#### TEXT PASSAGE:
Monday, June 26, 2006

The time I lost my way - by Chad Robuckle


I am a bitter, broken man.

I believe in nothing.

Hope. Love. The will to live. Foreign concepts, every one.

I would say that my only friend is myself, but I actually hate me more than you do.

It wasn't always like this, though.

Some people live their whole lives surrounding themselves with the idea that everything is great. Then one day, they wake up and they're 70 and they see it's all been one, big, cruel joke.

Life fucks you over and you don't even realize it. There's no single moment you can point to and say, "That's when it all went to shit."

But I can.

I attended Westbury Elementary School in Tuckertown, Connecticut from the time I was four until I was ten.

In third grade, my elderly teacher, Mrs. Tanzarian, had to leave for six months and we got a substitute we all called "Mrs. Wubble You", for reasons that are lost on me today. She used to give us candy if we got 5 gold stars on our homework and stuff. Nice lady.

Actually, I once got caught stealing homework candy from the bag she kept on her desk. Like all the monsters of the world, I was only following the lead of my friends. They had it all worked out: you went up, asked her a question, dropped your pencil into the bag "by accident" and when you took it out, you grabbed a piece of candy along with it. Brilliant, no?

#### TASK DETAILS:
Copy the text passage starting with "Hope. Love. The" and going on through "until I was ten.", swapping "Connecticut" for "Vermont".

#### EXTRACTED DATA:
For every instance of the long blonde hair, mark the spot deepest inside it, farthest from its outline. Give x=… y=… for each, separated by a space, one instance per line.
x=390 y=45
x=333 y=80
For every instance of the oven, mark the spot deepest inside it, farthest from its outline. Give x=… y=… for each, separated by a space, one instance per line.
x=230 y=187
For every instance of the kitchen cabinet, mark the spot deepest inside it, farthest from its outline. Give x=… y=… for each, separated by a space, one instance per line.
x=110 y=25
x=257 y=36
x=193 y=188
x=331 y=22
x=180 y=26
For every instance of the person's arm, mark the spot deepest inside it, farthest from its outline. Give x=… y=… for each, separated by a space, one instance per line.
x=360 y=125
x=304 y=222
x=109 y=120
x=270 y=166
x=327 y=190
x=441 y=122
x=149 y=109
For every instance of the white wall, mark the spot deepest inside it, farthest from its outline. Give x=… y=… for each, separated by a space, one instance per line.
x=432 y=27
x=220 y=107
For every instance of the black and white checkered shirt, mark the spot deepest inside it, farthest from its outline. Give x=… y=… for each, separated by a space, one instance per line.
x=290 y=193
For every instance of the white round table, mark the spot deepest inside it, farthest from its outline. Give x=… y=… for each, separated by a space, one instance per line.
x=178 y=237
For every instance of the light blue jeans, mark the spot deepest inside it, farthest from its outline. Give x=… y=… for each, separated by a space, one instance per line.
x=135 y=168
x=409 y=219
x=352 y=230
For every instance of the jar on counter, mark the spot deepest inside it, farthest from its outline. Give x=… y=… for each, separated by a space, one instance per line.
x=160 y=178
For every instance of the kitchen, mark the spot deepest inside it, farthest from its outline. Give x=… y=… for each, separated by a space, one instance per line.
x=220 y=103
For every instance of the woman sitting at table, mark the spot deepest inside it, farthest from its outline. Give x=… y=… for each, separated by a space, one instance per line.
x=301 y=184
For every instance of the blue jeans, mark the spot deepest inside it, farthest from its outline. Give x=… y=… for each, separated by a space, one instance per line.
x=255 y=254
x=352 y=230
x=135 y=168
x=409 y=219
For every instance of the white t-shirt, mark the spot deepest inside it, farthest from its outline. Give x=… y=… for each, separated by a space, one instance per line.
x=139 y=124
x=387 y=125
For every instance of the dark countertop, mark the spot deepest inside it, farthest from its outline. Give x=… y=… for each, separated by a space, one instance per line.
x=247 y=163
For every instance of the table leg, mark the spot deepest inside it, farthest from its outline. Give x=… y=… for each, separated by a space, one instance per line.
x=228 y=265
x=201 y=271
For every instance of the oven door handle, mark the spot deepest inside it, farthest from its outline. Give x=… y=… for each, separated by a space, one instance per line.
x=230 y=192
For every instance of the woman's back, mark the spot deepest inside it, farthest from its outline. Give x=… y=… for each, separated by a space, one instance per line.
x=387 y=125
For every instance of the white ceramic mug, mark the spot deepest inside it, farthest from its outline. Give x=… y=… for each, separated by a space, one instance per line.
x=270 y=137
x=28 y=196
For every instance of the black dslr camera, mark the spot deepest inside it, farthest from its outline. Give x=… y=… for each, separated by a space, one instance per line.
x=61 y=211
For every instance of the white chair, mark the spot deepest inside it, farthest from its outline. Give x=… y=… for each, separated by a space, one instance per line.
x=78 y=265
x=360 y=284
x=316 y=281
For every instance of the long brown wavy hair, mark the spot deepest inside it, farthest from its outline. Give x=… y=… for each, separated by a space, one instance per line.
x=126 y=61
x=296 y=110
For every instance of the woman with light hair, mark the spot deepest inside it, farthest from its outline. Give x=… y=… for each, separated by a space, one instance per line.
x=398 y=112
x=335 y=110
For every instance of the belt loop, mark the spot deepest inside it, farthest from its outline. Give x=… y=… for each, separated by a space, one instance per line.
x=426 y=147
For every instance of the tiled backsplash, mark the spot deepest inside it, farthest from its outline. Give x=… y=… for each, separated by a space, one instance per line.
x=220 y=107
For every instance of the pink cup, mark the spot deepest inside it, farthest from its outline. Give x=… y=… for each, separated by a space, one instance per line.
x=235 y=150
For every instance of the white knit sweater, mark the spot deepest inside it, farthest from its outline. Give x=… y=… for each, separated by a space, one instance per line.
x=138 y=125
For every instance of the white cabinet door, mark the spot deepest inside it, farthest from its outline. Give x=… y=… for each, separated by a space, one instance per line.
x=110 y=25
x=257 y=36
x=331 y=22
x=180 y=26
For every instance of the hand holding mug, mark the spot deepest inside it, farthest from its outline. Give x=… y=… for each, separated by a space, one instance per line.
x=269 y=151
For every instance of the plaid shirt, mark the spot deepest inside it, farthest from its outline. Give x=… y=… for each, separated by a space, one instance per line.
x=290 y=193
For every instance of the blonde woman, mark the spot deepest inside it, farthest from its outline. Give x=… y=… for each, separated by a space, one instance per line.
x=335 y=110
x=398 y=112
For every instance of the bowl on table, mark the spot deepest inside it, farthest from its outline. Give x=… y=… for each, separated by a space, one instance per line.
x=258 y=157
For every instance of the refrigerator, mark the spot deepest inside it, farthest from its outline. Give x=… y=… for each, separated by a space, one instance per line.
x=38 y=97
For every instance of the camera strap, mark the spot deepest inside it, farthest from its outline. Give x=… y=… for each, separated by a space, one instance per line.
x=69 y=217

#### OUTPUT BELOW:
Hope. Love. The will to live. Foreign concepts, every one.

I would say that my only friend is myself, but I actually hate me more than you do.

It wasn't always like this, though.

Some people live their whole lives surrounding themselves with the idea that everything is great. Then one day, they wake up and they're 70 and they see it's all been one, big, cruel joke.

Life fucks you over and you don't even realize it. There's no single moment you can point to and say, "That's when it all went to shit."

But I can.

I attended Westbury Elementary School in Tuckertown, Vermont from the time I was four until I was ten.